** Opening EXTRACT TO READ block **
Throughout its range, Franklinothrips vespiformis has been found on low growing plants and shrubs, including vegetables and fruits (kidney bean, melon, gourd, cucumber, avocado, eggplant, and citrus) and ornamental sunflowers (Arakaki and Okajima1998; Callan 1943; Cox et al. 2006; Moulton 1932). The authors have collected Franklinothrips vespiformis at relatively low densities from plumbago alongside roadways and in sweep net samples from grassland weeds in Central Florida.
Franklinothrips vespiformis and Franklinothrips spp. in general prey upon various pest thrips and other small arthropods. Noted prey items include red banded thrips, Selenothrips rubrocinctus Giard; Caliothrips insularis Hood; Dinurothrips hookeri Hood; chilli thrips, Scirtothrips dorsalis Hood; melon thrips, Thrips palmi Karny; onion thrips, Thrips tabaci Lindeman; western flower thrips, Frankliniella occidentalis Pergande; Franklinothrips intonsa Trybom; greenhouse thrips, Heliothrips haemorrhoidalis Bouché; and Scolothrips asura Ramakrishna & Margabandhu (Callan 1943; Okajima et al. 1992; Arakaki and Okajima 1998; Hoddle 2003a; Pizzol et al. 2008). In laboratory tests, Franklinothrips vespiformis have been shown to take alternative prey items, such as spider mites, immature whiteflies, leafminer larvae and psyllid eggs (Arakaki and Okajima 1998; personal observation). Some Franklinothrips species can sustain themselves for short periods on pollen or sap (Hoddle et al. 2003b, 2001b) which may result in accidental intoxication by systemic insecticides.
** Closing EXTRACT TO READ block **
** Opening SUPPLIED DATA block **
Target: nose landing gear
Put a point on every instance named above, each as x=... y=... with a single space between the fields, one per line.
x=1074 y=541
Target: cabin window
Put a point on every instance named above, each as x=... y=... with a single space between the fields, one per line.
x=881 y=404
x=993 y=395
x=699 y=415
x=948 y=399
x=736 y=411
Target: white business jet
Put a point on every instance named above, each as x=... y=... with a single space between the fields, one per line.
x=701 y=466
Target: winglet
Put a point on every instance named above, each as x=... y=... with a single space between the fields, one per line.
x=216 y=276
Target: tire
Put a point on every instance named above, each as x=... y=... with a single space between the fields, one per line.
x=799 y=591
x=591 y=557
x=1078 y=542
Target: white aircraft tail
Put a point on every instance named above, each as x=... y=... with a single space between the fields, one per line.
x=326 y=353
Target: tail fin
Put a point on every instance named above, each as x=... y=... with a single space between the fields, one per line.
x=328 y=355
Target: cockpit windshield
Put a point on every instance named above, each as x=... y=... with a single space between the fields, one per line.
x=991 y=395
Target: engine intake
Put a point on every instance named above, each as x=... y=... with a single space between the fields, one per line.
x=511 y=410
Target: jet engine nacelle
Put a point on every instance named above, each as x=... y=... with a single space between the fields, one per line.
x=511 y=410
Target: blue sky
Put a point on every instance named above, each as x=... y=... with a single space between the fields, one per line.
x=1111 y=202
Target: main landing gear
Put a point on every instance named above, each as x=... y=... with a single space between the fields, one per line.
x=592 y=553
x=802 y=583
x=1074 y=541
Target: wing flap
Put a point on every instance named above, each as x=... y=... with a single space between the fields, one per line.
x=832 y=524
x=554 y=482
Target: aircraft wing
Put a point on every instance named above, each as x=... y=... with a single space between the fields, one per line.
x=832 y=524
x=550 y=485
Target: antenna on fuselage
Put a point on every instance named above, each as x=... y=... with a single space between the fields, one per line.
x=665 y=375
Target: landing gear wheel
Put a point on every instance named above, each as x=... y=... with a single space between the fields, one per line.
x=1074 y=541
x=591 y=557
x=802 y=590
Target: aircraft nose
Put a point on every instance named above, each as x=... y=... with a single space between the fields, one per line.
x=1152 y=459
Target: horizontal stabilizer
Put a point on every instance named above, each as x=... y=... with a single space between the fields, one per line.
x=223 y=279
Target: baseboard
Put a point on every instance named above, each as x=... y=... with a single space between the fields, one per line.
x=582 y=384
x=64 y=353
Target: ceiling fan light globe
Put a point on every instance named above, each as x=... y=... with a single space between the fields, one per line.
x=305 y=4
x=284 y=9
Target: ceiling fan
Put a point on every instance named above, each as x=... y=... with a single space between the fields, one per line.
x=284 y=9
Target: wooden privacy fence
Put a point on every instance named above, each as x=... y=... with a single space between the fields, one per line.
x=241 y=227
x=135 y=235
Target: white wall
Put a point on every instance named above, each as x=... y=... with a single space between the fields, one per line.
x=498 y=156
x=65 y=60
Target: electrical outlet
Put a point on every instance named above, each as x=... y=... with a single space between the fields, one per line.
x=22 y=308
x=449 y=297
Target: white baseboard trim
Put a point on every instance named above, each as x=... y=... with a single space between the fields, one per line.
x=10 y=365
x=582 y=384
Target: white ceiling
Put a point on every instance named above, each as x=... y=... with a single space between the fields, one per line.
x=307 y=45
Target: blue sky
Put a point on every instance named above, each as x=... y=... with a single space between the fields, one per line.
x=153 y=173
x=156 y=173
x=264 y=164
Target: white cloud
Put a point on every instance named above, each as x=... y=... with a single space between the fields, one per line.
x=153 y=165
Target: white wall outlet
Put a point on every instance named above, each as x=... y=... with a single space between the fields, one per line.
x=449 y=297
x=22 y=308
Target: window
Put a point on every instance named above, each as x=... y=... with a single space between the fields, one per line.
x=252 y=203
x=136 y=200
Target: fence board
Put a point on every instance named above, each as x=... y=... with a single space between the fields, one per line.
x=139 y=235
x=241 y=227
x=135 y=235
** Closing SUPPLIED DATA block **
Quote word for word everything in the Franklinothrips passage from "Throughout its range, Franklinothrips" down to "in Central Florida.".

Throughout its range, Franklinothrips vespiformis has been found on low growing plants and shrubs, including vegetables and fruits (kidney bean, melon, gourd, cucumber, avocado, eggplant, and citrus) and ornamental sunflowers (Arakaki and Okajima1998; Callan 1943; Cox et al. 2006; Moulton 1932). The authors have collected Franklinothrips vespiformis at relatively low densities from plumbago alongside roadways and in sweep net samples from grassland weeds in Central Florida.